*Information provided*.
■ ■ ■ ■

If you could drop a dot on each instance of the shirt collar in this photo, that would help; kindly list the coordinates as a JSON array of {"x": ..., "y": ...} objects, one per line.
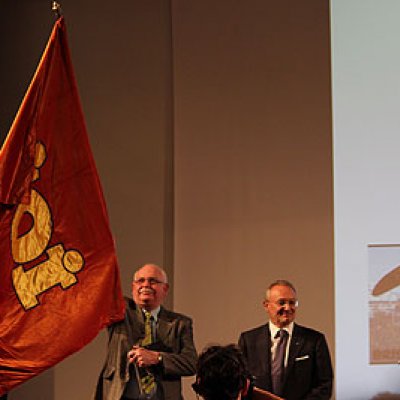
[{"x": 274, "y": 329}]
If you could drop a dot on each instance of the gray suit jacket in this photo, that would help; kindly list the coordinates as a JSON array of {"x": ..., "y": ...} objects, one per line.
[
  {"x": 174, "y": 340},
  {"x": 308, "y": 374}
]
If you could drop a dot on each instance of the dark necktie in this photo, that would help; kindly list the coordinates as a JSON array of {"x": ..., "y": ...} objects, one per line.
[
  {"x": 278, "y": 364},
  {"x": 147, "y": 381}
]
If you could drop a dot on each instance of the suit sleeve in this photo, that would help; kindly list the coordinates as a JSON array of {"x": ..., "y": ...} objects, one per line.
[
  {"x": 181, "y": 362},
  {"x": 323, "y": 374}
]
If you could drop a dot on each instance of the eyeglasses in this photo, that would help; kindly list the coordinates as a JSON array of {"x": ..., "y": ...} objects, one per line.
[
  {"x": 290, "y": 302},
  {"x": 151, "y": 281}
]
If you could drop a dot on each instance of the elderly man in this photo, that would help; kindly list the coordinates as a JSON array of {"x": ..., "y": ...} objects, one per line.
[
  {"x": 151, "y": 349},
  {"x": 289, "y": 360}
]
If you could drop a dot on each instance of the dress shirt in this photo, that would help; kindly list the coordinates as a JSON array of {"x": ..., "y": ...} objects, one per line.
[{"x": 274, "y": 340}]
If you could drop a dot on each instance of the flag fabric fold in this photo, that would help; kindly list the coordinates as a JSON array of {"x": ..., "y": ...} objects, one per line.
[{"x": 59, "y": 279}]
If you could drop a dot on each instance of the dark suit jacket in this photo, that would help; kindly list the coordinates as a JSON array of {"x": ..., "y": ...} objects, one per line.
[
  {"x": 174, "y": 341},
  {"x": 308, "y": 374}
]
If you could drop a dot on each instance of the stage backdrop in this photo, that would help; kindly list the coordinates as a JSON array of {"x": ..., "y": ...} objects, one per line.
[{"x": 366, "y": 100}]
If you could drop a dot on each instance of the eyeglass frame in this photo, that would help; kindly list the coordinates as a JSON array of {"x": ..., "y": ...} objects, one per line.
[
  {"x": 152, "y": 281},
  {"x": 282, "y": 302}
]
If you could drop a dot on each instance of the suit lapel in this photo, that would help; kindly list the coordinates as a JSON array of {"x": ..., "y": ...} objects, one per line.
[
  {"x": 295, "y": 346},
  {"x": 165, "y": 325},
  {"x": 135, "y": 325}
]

■ ■ ■ ■

*Task prompt*. A faithful copy of every entry is needed, omitting each image.

*Worked solution*.
If you could drop a dot on each instance of the shirt collar in this photo, that would help; kindly list the coordinates as a JSON array of {"x": ..., "y": ...} objects, one per line.
[{"x": 274, "y": 329}]
If you could drop a dot on each instance of the gray suit jacket in this photo, that would help; kindly list the coordinates as a JSON array of {"x": ..., "y": ...} objects, one per line.
[
  {"x": 174, "y": 340},
  {"x": 308, "y": 374}
]
If you could drop a dot on each instance of the dark necktie in this photo, that would help; kindly list the coordinates as a JSON array of {"x": ..., "y": ...} objects, one per line.
[
  {"x": 278, "y": 364},
  {"x": 147, "y": 381}
]
If you could drop a dot on each instance of the suit sleeve in this photo, that would help; kindly list the coordinates as a JSON array of {"x": ..., "y": ...} objects, one per line.
[
  {"x": 181, "y": 362},
  {"x": 323, "y": 374}
]
If you could drop a dot on each instance of the eyeglasses in this photo, that would help; kindly list the coordinates as a JSON array of {"x": ..., "y": ...} objects, one per line.
[
  {"x": 290, "y": 302},
  {"x": 151, "y": 281}
]
If you could drop a dot on each instance of the elderly man in this photo, that would help; kindly list the coordinates as a JSON array of {"x": ..., "y": ...} objects, one per line.
[
  {"x": 151, "y": 349},
  {"x": 289, "y": 360}
]
If you could drop a dot on each instance of the dress shirt in this photo, that would help; kindly list the coordinates as a JSON array of {"x": ..., "y": ...} objects, one per line.
[{"x": 274, "y": 340}]
If you could drop a dot on each instance of the flag fabric fold in this photo, that would help; kindly list the coordinates as a JSON array of {"x": ..., "y": ...} objects, one per line.
[{"x": 59, "y": 279}]
If you could drop a dot on each instance of the dark suit jacket in this photo, that would help; kindly list the coordinates as a JSON array of {"x": ..., "y": ...} objects, one per line.
[
  {"x": 174, "y": 341},
  {"x": 308, "y": 374}
]
If you could drop a dot on each instance of the stage backdrop in this photo, that would help; kindly list the coordinates as a JSON array of {"x": ..., "y": ...} objects, one per line.
[{"x": 366, "y": 100}]
If you could drop a dot on each instance of the eyeglass frame in this photo, that would help; kindly list the coordinates as a JSON array of {"x": ..., "y": ...} objects, one per line.
[
  {"x": 152, "y": 281},
  {"x": 282, "y": 302}
]
If you could drop a dot on each instance of the suit lapel in this photo, that would help; kindly list the coordinates as a JSON array of {"x": ..., "y": ...} objects, one per line.
[
  {"x": 295, "y": 346},
  {"x": 165, "y": 325},
  {"x": 135, "y": 325}
]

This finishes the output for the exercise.